* _TEXTABSCHNITT_:
Auch Brandstetter setzt nun auf „Kooperation, nicht Konfrontation“. Schließlich sei auch die EU nicht untätig. Es werde jedenfalls keinen Ministerratsvortrag mit einer Klagsdrohung geben: „Inhaltlich kann es nur die Aufforderung an die EU-Kommission sein, die Bemühungen für eine faire Verteilung der Flüchtlinge zu verstärken. Wir wollen klarmachen: ‚Brüssel, wir haben ein Problem‘“, sagte Brandstetter gegenüber dem „Kurier“. Beim Dublin-Verfahren werden Länder an den EU-Außengrenzen wie Italien, Griechenland und Ungarn besonders stark beansprucht, es steht seit Längerem in der Kritik.
Klage für Faymann „Illusion“
Lob für den Vorstoß gab es von der ÖVP, Zweifel hingegen vom Koalitionspartner SPÖ. Schon Donnerstagabend hatte Faymann von einer „Illusion“ gesprochen, eine faire Verteilung von Flüchtlingen in Europa durchzusetzen. Das sei eine „richtige und unverzichtbare Forderung“, sie könne jedoch nur politisch erreicht werden: „So etwas kann man nicht einklagen.“
Es gebe aber keinen Zwist in der Regierung, betonte Kanzleramtsminister Josef Ostermayer (SPÖ). Das Innenministerium habe die Unterstützung der gesamten Regierung. Die Klage habe aber keine realistischen Erfolgsaussichten: „Dort, wo es rechtlich begründbar ist und konkrete Auswirkungen hat - wie im Fall der Klage gegen die Atombeihilfe (für das britische Atomkraftwerk, Anm.) Hinkley Point - zögern wir nicht, rechtliche Schritte zu ergreifen.“
Schon zuvor hatte der Verfassungsdienst des Bundeskanzleramts einer Klage gegen die Dublin-Asylregeln wenige Chancen eingeräumt. Rechtliche Grundsätze der Solidarität und der fairen Aufteilung der Flüchtlinge seien nicht einklagbar. Fraglich sei auch, ob Österreich eine Untätigkeitsklage vor dem Europäischen Gerichtshof (EuGH) erwirken könne, da das Gericht der Kommission keine inhaltlichen Vorgaben machen könne.

* _AUFGABEN_:
**1.** Gib nur die Anzahl der Zeilen in den Einträgen unten an, die das Wort „formatted“ enthalten. Groß- und Kleinschreibung wird dabei unterschieden.
**2.** Führe den Text oben über die Klage gegen die Dublin-Asylregeln nach seinem letzten Satz weiter.

* _GEGEBENE ANGABEN_:
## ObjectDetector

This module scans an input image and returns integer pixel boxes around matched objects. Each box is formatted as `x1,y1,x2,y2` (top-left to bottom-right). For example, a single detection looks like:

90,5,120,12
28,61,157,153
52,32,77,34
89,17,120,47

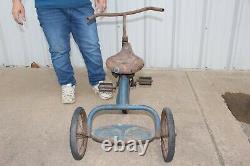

* _LÖSUNGEN_:
**1.** 1

**2.**
EU scheiterte bisher mit verpflichtenden Quoten
Die EU-Kommission hatte ohnehin kühl reagiert. „Jetzt ist definitiv nicht die Zeit, um gegeneinander vor Gericht zu ziehen“, sagte EU-Kommissionssprecherin Annika Breidthard. Es sei aber geplant, das Dublin-System 2016 zu evaluieren. Dabei werde sie die bisherigen Erfahrungen des Umverteilungs- und Resettlement-Mechanismus der EU berücksichtigen.
„Die EU-Regeln können nur voll funktionieren, wenn die Mitgliedsstaaten Solidarität zeigen und sich der Verantwortung stellen“, so die Kommissionssprecherin. Das umfasse das gemeinsame EU-Asylsystem und die Dublin-Verordnung. Schon bisher hatte die EU-Kommission versucht, verpflichtende EU-Flüchtlingsquoten einzuführen. Am Widerstand der Mitgliedsstaaten - auch an Österreich - ist sie dabei aber gescheitert.